• [Instructions to follow] Write out every entry exactly as it stands.

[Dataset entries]

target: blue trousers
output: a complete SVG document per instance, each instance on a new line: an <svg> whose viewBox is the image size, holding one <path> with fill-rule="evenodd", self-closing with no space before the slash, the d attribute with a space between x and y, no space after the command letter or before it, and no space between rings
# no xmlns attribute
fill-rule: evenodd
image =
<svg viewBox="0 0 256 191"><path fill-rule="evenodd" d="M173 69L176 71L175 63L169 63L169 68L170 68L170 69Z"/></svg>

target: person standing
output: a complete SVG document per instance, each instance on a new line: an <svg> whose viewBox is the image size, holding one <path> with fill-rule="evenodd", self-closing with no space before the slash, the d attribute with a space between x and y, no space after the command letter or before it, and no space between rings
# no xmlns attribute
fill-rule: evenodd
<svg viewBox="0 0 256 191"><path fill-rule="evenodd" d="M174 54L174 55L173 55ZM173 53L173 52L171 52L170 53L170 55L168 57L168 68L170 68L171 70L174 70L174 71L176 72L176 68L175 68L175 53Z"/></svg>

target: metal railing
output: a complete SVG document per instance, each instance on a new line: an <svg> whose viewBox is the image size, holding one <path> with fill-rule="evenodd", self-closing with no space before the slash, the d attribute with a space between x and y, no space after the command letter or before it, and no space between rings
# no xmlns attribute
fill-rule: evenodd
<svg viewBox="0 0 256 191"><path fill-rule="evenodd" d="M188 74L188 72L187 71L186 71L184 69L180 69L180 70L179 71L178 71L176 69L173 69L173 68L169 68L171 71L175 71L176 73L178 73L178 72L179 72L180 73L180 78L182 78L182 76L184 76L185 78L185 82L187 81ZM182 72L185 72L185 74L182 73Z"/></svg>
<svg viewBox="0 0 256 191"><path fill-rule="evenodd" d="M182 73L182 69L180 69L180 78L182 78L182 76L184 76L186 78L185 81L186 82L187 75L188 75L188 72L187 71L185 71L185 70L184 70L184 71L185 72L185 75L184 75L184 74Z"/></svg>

• [Output of the exercise]
target: blue trousers
output: a complete SVG document per instance, each instance on a new line: an <svg> whose viewBox is the image size, holding one <path> with fill-rule="evenodd", self-closing with no space before the slash, the d attribute with a space between x and y, no space after the command letter or before it, and no space between rings
# no xmlns attribute
fill-rule: evenodd
image =
<svg viewBox="0 0 256 191"><path fill-rule="evenodd" d="M173 69L176 71L175 63L169 63L169 68L170 68L170 69Z"/></svg>

target: person standing
output: a complete SVG document per instance, each instance on a new line: an <svg> whose viewBox is the image size, holding one <path> with fill-rule="evenodd", self-closing with no space before the slash, the d attribute with a space between x and y, no space after the command letter or before it, and no space between rings
# no xmlns attribute
fill-rule: evenodd
<svg viewBox="0 0 256 191"><path fill-rule="evenodd" d="M174 54L174 55L173 55ZM173 53L173 52L171 52L170 53L170 55L168 57L168 68L170 68L171 70L174 70L174 71L176 72L176 68L175 68L175 53Z"/></svg>

target: metal railing
output: a complete SVG document per instance, each instance on a new line: an <svg> whose viewBox is the image size, holding one <path> with fill-rule="evenodd", self-closing with no space before the slash, the d attribute with a space between x and y, no space after the command letter or before it, and no space between rings
# no xmlns attribute
fill-rule: evenodd
<svg viewBox="0 0 256 191"><path fill-rule="evenodd" d="M188 74L188 72L187 71L186 71L184 69L180 69L180 70L179 71L178 71L176 69L173 69L173 68L169 68L171 71L175 71L176 73L178 73L178 72L179 72L180 73L180 78L182 78L182 76L184 76L185 78L185 82L187 81ZM182 72L185 72L185 74L182 73Z"/></svg>
<svg viewBox="0 0 256 191"><path fill-rule="evenodd" d="M182 73L182 69L180 69L180 78L182 78L182 76L184 76L186 78L185 81L186 82L187 75L188 75L188 72L187 71L185 71L185 70L184 70L184 71L185 72L185 75L184 75L184 74Z"/></svg>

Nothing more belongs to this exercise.